**To do**.
Reproduce the portion of the passage on Obama's visit to Kenya from "Obama’s lack of" to "homosexuality is a sin.", word for word.

**Passage shown**.

--- START ---

Obama’s lack of deference to his hosts is what motivated Senegal’s Macky Sall to smack down Obama after the 2013 visit of America’s “first gay president” when he first attempted to further the cause of same-sex marriage in West Africa.
And now, prior to Obama’s most recent visit, Kenyan Deputy President William Ruto courteously requested the US president “respect Kenyans” and their religious belief that homosexuality is a sin.
Ruto stressed:
No one should have any worry about Kenya’s stand as a God-fearing nation. President Obama is a powerful man but we trust in God as it is written in the Bible that cursed is the man who puts trust in another man.
“Those who believe in other things, that is their business, but as for Kenyans, they believe in God,” Ruto further elaborated. The deputy president also added that Kenya rejects “alien mannerisms”, which are not in line with African culture.
Someone should have told William Ruto to save his breath, because Barack Obama respects no one, and to get what he wants he can be counted on to find a way to sidestep everyone from the US Congress to the Kenyan government to Jesus Christ Himself.
In the end, none of Ruto’s preemptive remarks mattered, because when Obama arrived in Kenya he was eager to publicly admonish President Kenyatta because of his views on homosexuality.
That was when Obama’s gracious host informed the American busybody that unlike Americans, some of whom spend their time thinking up absurd acronyms to describe themselves such as “L.G.B.T.Q.Q.I.P.2S.A.A.” (Lesbian, Gay, Bisexual, Transgendered, Queer, Questioning, Intersex, Pansexual, 2-Spirited, Asexual and Ally), Kenyans “want to focus on other areas.”
In other words, Kenyatta pretty much told Barack to butt out and mind his own business.
Problem is, Mr. Obama can’t butt out.
Now, all of a sudden the NIH has been enlisted to find another way to sexually educate Kenyan youngsters concerning things like HIV and “harmful gender norms,” which Ruto called “alien mannerisms”.
That’s right – in a nation where 83% of the population is Christian and homosexuality is considered both a sin and a crime, our government is investing $200K in grant money to fund a study that makes guinea pigs of 60 Kenyan children with cell phones.
According to the NIH grant:
The overall goal of the proposed project is to contribute to reductions in HIV incidence among youth in sub-Saharan Africa. The objective of our proposed study is to advance that goal by developing, building and pilot-testing an interactive electronic game for pre-adolescents that will be informed by socio-behavioral and pedagogical theories, evidence-based practice, and unique formative research on youth sexual culture in sub-Saharan Africa.

--- END ---

**Input data**.
--- START ---

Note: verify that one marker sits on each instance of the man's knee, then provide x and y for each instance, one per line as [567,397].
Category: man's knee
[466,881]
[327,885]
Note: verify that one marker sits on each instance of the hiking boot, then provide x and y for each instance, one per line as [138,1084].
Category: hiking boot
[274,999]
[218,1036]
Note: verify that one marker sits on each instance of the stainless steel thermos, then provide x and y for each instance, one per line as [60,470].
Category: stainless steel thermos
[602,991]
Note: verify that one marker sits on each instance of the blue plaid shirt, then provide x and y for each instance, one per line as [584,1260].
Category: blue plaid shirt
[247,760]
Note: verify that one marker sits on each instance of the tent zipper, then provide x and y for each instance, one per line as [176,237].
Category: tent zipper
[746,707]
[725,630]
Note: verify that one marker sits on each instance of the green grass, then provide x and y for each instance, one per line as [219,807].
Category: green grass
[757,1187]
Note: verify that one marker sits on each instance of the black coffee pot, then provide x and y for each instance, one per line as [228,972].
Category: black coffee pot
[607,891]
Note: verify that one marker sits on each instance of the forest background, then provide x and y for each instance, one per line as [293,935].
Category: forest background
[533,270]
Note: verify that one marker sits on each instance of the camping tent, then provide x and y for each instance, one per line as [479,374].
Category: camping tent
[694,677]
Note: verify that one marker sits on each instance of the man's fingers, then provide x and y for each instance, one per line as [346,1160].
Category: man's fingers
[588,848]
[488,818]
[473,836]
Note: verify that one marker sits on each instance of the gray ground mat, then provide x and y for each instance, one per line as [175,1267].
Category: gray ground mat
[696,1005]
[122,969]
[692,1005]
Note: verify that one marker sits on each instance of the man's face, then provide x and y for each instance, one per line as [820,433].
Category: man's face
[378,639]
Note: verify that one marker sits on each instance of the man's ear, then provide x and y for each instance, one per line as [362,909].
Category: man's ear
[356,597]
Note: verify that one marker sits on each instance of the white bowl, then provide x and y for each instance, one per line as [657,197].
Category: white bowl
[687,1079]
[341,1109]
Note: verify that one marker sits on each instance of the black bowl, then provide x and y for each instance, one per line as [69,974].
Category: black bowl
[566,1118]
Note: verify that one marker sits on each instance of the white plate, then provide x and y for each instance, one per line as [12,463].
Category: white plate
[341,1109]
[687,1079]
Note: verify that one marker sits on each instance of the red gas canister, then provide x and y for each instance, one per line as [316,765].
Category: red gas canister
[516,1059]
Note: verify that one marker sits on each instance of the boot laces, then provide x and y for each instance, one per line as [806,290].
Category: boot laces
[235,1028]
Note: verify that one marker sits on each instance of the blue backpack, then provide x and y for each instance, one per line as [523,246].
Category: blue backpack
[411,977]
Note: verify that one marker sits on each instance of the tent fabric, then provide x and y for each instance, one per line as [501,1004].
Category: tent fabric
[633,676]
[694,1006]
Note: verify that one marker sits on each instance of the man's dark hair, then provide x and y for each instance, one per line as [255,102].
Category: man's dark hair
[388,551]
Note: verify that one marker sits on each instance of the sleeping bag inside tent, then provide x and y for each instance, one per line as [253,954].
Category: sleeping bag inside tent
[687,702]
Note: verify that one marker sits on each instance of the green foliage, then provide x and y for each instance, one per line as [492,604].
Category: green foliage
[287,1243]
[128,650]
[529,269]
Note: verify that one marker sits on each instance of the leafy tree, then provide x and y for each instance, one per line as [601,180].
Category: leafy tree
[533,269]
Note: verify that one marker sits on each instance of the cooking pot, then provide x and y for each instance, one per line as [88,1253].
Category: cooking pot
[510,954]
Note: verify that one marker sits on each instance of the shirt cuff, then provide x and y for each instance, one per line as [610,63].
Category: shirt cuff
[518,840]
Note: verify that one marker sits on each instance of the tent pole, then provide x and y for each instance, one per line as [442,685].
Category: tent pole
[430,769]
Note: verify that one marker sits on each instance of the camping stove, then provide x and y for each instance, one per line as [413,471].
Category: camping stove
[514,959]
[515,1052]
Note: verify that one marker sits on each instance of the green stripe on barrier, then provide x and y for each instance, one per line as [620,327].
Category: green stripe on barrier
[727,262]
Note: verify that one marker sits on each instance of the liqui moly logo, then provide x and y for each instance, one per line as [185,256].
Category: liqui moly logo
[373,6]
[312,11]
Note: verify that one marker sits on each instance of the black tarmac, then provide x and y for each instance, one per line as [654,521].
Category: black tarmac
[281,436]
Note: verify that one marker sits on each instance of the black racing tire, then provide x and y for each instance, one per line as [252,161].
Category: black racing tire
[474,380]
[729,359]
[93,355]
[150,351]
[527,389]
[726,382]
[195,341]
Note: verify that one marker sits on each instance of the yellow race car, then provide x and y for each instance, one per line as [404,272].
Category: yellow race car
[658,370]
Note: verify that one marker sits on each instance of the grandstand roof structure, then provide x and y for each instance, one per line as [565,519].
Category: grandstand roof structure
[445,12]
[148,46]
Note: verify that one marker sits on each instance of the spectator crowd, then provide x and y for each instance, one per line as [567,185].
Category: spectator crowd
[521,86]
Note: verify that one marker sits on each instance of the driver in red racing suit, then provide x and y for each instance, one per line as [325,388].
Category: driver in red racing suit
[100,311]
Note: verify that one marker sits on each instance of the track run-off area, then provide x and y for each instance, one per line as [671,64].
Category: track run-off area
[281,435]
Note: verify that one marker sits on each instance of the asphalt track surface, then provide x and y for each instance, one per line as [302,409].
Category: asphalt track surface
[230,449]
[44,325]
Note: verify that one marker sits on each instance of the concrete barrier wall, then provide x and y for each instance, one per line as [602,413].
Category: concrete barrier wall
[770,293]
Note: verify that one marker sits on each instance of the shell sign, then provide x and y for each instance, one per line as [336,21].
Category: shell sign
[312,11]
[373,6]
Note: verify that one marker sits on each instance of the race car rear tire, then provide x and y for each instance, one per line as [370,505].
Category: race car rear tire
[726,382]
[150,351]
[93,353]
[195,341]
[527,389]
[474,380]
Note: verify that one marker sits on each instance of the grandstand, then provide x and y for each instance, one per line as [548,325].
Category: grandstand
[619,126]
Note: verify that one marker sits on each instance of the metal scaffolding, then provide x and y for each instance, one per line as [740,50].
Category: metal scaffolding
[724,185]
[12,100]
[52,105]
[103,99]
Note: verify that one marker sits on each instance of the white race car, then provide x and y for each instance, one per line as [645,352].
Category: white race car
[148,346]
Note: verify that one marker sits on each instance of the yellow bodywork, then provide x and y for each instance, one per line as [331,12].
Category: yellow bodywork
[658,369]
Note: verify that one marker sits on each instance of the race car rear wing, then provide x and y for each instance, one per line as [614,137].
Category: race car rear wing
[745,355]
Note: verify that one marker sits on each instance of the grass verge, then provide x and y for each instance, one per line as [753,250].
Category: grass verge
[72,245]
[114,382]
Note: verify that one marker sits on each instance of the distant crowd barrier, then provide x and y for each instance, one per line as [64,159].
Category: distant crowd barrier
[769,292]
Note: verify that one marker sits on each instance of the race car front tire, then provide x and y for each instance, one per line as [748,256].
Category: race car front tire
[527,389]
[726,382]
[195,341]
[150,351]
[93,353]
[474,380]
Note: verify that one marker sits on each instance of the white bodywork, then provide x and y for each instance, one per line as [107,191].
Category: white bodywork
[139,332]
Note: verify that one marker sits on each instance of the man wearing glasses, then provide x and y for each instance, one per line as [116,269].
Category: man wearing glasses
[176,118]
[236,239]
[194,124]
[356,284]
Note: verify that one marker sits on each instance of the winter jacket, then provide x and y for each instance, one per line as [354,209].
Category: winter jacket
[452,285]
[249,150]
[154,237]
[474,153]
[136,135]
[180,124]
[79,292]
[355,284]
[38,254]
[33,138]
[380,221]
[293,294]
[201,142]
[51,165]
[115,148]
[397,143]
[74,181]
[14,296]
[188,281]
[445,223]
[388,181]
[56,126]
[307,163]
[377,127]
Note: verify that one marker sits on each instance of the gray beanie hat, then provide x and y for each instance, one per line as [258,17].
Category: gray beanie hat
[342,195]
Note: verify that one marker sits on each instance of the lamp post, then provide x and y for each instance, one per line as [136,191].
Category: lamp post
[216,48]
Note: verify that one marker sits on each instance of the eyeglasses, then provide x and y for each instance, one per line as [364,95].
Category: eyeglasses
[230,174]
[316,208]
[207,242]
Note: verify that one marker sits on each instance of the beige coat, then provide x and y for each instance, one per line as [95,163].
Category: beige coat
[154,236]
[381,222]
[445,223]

--- END ---

**Output**.
Obama’s lack of deference to his hosts is what motivated Senegal’s Macky Sall to smack down Obama after the 2013 visit of America’s “first gay president” when he first attempted to further the cause of same-sex marriage in West Africa.
And now, prior to Obama’s most recent visit, Kenyan Deputy President William Ruto courteously requested the US president “respect Kenyans” and their religious belief that homosexuality is a sin.